» **What you should do**: Copy the listing below, substituting "circle" for every "disc" and leaving everything else as it is.

» **Data in this exercise**:
— START —

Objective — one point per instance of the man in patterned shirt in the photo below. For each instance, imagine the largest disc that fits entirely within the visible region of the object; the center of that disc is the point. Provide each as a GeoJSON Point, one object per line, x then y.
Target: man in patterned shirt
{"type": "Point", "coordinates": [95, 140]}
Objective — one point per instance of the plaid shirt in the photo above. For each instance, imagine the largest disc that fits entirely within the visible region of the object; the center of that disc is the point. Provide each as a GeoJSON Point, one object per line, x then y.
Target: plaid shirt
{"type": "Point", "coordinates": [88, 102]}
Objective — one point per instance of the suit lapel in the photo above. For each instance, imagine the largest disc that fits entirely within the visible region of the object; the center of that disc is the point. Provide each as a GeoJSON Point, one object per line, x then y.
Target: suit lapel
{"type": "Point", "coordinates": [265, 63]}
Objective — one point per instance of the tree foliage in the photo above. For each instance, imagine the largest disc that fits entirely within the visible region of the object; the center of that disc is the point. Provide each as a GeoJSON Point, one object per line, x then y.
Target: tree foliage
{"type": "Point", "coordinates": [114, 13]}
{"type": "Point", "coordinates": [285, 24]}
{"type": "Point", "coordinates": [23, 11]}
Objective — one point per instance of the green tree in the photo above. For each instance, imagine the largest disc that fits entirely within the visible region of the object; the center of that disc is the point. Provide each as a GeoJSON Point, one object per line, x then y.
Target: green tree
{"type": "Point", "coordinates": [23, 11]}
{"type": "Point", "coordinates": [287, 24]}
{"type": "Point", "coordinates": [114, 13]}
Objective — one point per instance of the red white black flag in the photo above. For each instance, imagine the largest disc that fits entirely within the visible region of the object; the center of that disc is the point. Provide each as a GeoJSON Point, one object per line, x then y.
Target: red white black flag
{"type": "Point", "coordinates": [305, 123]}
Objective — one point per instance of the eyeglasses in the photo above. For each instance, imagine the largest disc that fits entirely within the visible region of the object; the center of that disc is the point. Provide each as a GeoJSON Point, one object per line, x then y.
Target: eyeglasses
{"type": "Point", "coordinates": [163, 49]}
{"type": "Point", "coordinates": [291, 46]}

— END —

» **Answer for the task**:
Objective — one point per instance of the man in patterned shirt in the photo below. For each instance, imagine the largest circle that fits entirely within the visible region of the object; the center of that circle is the point. Provide each as a GeoJSON Point, one object per line, x then y.
Target: man in patterned shirt
{"type": "Point", "coordinates": [95, 140]}
Objective — one point per instance of the plaid shirt in the photo above. For each instance, imagine the largest circle that fits entirely within the visible region of the object; the center of that circle is the point. Provide each as a GeoJSON Point, one object per line, x then y.
Target: plaid shirt
{"type": "Point", "coordinates": [88, 102]}
Objective — one point per instance of the suit lapel in the photo above. For each instance, imagine the largest circle that fits entirely within the visible region of the object; the center of that circle is the point. Provide each as a GeoJSON Point, one object per line, x then y.
Target: suit lapel
{"type": "Point", "coordinates": [265, 63]}
Objective — one point per instance of the tree foliage in the photo above. For each instance, imagine the largest circle that fits entirely within the visible region of the object; the center of that circle is the point. Provide each as a GeoJSON Point, one object per line, x then y.
Target: tree foliage
{"type": "Point", "coordinates": [114, 13]}
{"type": "Point", "coordinates": [285, 24]}
{"type": "Point", "coordinates": [23, 11]}
Objective — one point per instance of the green tree in the photo above. For each instance, imagine the largest circle that fits entirely within the visible region of the object; the center of that circle is the point. Provide each as a GeoJSON Point, one object per line, x then y.
Target: green tree
{"type": "Point", "coordinates": [23, 11]}
{"type": "Point", "coordinates": [287, 24]}
{"type": "Point", "coordinates": [114, 13]}
Objective — one point per instance of the red white black flag in the photo above. For each instance, imagine the largest circle that fits entirely within the visible region of the object; the center of that circle is the point. Provide each as a GeoJSON Point, one object per line, x then y.
Target: red white black flag
{"type": "Point", "coordinates": [305, 123]}
Objective — one point per instance of the eyeglasses in the photo above. For each instance, imagine the largest circle that fits entirely within the visible region of the object; the center of that circle is the point. Provide each as a GeoJSON Point, one object per line, x then y.
Target: eyeglasses
{"type": "Point", "coordinates": [163, 49]}
{"type": "Point", "coordinates": [291, 46]}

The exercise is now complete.